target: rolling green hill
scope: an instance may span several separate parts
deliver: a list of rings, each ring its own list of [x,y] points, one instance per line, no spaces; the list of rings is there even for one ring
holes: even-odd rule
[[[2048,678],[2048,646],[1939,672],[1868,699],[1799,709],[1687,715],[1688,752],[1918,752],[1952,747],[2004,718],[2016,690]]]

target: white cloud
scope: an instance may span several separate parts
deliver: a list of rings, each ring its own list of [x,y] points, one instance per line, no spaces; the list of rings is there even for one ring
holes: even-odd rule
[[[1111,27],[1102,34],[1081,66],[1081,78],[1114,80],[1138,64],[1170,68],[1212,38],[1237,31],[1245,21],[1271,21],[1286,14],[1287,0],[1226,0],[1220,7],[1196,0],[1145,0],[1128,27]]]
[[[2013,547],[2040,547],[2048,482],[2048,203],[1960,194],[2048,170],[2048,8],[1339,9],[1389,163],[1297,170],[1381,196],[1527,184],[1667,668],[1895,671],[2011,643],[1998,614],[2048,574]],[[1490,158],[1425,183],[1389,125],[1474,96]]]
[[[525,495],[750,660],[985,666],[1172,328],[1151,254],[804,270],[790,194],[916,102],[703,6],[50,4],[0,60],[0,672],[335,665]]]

········

The entire listing must be repeated without a single change.

> **Answer space**:
target: rolling green hill
scope: an instance may span several separate parts
deliver: a list of rings, each ring its own list of [x,y] points, one instance per line, no spaces; the list of rings is there even for one ring
holes: even-odd rule
[[[2048,678],[2048,646],[1939,672],[1868,699],[1799,709],[1687,715],[1688,752],[1918,752],[1952,747],[2004,718],[2016,690]]]

target: white cloud
scope: an instance may span several separate parts
deliver: a list of rings, each ring its own list of [x,y] points, one instance per line, no spaces; the list of rings is there even for one ring
holes: even-odd rule
[[[1111,27],[1102,34],[1081,66],[1081,78],[1114,80],[1138,64],[1170,68],[1212,38],[1237,31],[1245,21],[1271,21],[1286,14],[1287,0],[1226,0],[1220,7],[1196,0],[1145,0],[1128,27]]]
[[[2013,547],[2040,547],[2048,482],[2048,203],[1960,194],[2048,170],[2048,8],[1339,9],[1389,163],[1297,170],[1381,196],[1527,184],[1667,668],[1895,671],[2011,643],[1998,614],[2048,574]],[[1490,158],[1425,183],[1389,125],[1474,96]]]
[[[525,495],[750,660],[985,666],[1172,328],[1151,254],[804,270],[790,194],[916,102],[703,6],[50,4],[0,60],[0,672],[335,665]]]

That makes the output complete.